*ACTION ITEM*: In the records below, which lines include "island"? Copy them.

*DATA FOR THE TASK*:

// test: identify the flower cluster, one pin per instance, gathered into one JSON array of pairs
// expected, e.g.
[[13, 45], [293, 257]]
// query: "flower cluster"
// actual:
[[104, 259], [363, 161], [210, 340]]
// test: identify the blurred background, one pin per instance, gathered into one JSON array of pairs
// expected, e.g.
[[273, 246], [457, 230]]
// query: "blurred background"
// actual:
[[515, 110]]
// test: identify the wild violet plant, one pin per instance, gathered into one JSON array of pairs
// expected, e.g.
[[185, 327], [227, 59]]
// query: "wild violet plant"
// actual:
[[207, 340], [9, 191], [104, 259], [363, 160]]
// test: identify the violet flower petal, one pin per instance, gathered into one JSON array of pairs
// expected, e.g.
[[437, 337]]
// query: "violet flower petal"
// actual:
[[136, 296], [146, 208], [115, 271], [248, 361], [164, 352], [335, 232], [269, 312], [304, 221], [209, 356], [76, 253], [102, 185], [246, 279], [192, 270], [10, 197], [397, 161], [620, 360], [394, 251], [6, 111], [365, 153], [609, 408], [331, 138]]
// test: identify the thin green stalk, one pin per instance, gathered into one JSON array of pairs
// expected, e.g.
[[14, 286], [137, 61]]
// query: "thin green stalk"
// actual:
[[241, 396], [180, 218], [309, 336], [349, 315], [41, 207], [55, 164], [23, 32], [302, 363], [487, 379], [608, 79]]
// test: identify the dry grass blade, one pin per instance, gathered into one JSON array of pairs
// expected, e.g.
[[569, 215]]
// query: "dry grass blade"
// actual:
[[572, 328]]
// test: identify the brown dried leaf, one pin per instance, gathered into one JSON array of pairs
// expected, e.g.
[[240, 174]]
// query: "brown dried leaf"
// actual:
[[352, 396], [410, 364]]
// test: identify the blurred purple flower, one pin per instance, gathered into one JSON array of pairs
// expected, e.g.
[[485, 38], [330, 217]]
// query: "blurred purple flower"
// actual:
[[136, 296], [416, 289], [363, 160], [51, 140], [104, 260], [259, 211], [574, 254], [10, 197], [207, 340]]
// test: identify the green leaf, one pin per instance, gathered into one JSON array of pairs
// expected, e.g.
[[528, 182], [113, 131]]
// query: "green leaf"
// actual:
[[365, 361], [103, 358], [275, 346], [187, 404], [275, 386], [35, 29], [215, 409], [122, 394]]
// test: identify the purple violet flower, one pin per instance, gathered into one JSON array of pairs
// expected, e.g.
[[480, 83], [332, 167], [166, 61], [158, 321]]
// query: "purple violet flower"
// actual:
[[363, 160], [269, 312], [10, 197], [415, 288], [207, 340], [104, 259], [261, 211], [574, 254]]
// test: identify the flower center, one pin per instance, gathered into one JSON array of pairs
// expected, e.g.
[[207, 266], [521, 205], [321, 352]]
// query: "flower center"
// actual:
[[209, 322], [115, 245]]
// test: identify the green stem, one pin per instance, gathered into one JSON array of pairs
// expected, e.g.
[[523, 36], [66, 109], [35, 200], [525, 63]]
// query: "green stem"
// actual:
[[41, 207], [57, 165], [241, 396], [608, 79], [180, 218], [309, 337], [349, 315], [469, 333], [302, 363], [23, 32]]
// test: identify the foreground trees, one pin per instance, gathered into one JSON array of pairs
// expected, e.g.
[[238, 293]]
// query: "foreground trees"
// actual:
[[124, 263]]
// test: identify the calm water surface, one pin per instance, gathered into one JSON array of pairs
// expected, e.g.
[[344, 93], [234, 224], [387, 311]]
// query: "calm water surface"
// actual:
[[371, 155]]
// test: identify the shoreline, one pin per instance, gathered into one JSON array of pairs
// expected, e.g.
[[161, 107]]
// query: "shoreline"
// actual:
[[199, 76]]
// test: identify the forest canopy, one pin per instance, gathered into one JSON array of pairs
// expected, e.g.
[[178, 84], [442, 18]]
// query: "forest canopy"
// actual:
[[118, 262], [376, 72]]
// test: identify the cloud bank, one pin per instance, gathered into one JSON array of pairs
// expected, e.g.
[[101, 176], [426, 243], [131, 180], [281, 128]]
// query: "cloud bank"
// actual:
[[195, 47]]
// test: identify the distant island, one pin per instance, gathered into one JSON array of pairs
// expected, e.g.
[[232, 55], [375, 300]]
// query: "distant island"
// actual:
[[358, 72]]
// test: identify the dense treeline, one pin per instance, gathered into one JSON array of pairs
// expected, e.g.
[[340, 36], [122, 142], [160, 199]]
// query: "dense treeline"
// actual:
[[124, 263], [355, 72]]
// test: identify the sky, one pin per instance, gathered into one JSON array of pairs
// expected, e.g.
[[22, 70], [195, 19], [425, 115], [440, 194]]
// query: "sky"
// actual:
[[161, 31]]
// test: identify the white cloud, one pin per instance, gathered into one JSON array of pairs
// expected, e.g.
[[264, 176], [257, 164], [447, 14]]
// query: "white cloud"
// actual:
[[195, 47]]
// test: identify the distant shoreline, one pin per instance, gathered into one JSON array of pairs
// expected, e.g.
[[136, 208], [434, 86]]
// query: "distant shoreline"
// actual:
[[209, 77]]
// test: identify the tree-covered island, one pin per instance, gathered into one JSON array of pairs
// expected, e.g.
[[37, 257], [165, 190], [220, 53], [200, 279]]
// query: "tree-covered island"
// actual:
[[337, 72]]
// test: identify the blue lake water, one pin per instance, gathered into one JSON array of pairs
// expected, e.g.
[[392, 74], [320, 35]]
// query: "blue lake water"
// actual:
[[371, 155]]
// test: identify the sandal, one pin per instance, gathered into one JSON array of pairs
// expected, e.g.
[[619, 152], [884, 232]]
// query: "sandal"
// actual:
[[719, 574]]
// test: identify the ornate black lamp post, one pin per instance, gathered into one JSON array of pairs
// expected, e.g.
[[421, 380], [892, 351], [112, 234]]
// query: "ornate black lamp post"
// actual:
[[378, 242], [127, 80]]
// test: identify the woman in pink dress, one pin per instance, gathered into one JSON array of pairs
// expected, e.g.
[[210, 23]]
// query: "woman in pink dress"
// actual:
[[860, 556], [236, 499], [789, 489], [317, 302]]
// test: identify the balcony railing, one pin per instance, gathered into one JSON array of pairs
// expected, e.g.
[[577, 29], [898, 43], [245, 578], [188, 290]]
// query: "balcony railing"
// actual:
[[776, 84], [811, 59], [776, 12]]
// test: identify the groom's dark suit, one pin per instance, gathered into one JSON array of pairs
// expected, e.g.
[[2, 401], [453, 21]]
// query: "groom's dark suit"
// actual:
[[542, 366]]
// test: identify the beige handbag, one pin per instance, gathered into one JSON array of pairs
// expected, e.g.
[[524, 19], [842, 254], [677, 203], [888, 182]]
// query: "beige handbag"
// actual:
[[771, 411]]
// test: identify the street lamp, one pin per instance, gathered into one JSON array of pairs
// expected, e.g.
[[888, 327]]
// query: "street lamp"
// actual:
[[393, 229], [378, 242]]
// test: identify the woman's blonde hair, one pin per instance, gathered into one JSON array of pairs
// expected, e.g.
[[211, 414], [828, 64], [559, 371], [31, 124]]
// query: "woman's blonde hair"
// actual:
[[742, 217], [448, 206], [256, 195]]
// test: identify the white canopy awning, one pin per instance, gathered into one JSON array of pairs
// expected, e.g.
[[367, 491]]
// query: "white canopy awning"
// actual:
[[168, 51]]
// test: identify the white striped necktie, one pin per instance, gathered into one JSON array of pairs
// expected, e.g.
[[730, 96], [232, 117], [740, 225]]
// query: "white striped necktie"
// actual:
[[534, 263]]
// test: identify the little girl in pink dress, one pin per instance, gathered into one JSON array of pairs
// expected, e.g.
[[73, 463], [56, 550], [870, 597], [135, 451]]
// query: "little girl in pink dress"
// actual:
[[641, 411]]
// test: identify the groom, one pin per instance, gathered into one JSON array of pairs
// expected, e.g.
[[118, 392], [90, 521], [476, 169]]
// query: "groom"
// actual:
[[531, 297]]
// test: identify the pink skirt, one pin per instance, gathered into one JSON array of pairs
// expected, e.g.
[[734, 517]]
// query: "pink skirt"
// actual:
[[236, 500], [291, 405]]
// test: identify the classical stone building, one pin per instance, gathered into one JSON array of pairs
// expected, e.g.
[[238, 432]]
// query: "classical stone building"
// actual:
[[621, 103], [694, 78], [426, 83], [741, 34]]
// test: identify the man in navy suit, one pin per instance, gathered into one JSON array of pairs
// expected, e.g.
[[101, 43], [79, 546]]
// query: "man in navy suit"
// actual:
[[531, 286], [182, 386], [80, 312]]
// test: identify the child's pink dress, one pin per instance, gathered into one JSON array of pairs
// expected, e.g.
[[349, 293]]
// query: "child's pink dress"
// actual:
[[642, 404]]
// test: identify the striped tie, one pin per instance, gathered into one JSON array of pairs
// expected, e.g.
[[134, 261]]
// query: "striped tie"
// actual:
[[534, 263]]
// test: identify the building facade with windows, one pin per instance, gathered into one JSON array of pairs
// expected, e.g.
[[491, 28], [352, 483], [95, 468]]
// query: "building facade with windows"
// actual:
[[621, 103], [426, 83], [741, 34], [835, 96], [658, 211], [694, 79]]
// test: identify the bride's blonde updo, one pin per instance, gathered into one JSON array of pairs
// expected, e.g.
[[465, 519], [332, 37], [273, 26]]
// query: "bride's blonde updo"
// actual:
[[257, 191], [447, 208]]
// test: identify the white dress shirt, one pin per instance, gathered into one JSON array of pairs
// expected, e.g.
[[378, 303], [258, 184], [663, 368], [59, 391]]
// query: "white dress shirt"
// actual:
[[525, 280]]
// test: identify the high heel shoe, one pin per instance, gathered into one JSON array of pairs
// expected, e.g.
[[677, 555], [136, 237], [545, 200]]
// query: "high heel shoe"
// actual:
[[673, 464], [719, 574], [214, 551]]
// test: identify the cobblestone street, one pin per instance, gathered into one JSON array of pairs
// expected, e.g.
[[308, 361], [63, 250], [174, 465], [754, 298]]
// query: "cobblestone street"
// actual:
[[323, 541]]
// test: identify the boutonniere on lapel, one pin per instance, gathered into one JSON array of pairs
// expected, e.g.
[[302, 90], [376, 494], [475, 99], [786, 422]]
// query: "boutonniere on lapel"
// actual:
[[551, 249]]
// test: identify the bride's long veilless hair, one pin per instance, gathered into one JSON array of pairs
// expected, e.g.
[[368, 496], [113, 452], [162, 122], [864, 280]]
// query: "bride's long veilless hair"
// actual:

*OUTPUT FOR THIS TASK*:
// test: identify the distant island, one pin per instance, gathered into one JSON array of pairs
// query: "distant island"
// test: identify the tree-covered island, one pin per instance, gathered into one JSON array of pairs
// query: "tree-covered island"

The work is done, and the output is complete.